INPUT DATA Start Marker

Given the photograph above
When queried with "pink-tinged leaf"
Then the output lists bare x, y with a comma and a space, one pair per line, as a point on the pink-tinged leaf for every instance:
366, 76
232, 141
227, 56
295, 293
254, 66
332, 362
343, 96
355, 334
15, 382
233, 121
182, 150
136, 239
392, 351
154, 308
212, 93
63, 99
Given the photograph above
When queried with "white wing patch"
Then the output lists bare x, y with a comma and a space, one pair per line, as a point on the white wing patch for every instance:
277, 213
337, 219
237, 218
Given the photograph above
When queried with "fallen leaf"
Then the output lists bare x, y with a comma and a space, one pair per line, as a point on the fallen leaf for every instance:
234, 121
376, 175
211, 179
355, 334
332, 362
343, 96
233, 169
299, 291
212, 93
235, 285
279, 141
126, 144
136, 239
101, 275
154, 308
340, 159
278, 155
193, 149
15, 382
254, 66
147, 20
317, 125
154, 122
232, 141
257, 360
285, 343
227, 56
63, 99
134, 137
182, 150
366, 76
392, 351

INPUT DATA End Marker
INPUT DATA Start Marker

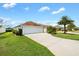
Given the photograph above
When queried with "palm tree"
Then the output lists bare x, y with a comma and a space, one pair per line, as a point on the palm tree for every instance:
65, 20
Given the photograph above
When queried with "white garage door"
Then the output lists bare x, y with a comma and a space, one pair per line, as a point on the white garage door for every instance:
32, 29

INPUT DATA End Marker

Count the lines of the data that hold the string "queried". The answer should be that number alone.

_OUTPUT BELOW_.
5